───── Excerto do texto ─────

À medida que se aproximam as
eleições autárquicas, o país enche-se de cartazes, slogans ambiciosos e
promessas renovadas – muitas vezes, apenas recicladas. Multiplicam-se
candidatos, todos convictos de possuir a chave para o desenvolvimento local.
Para uns, este é o momento maior
da democracia de proximidade; para outros, com natural ceticismo, não passa de
um desfile de rostos sorridentes e frases feitas, atrás dos quais se pode esconder
o mesmo enredo de sempre – um palco de vaidades e estratégias pessoais, onde os
eleitores acabam muitas vezes reduzidos a plateia, em vez de protagonistas.
Curioso é notar que alguns
autarcas, impossibilitados de renovar o mandato nos seus concelhos, optam por
se candidatar noutras paragens. A geografia política transforma-se, assim, num
tabuleiro de xadrez em que o essencial é não perder o lugar de topo. Trocam-se
freguesias por cidades, concelhos por vilas, mas permanece a ambição de se
manter na ribalta – quase como quem muda de camisola para não sair do jogo.
Não falta legitimidade a quem
deseja continuar a servir a causa pública. Contudo, esta “dança de cadeiras”
levanta questões inevitáveis: trata-se de vocação ou de carreira? De serviço ou
de poder? Em ano de eleições, o eleitorado, tantas vezes esquecido entre
mandatos, volta a ser cortejado. Entre promessas e discursos inflamados, cabe a
cada cidadão separar o trigo do joio, distinguindo quem de facto se compromete
com a sua terra de quem apenas procura mais um degrau na escalada política.
Entre mandatos, o povo é
frequentemente esquecido. Mas, quando chega setembro ou outubro, voltam todos a
bater-lhe à porta – com um sorriso ensaiado e a mão estendida.

───── Excerto da fonte ─────

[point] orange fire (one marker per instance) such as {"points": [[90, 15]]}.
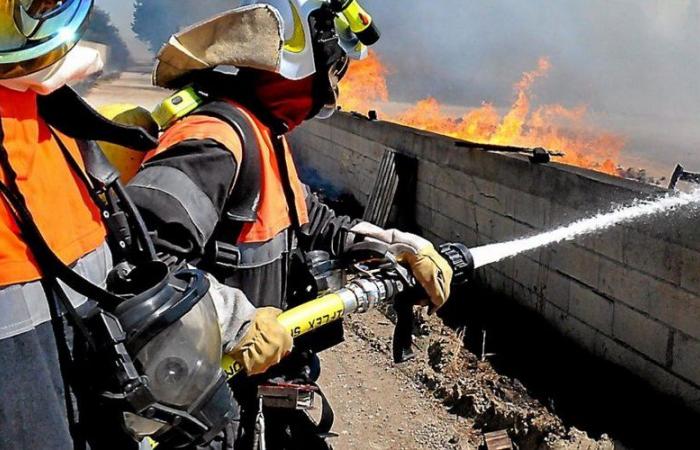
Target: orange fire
{"points": [[553, 127]]}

─────

> **Tarefa escrita**:
Segundo o texto sobre as eleições autárquicas, o que fazem alguns autarcas impossibilitados de renovar o mandato nos seus concelhos?

> **Resolução do exercício**:
Optam por se candidatar noutras paragens.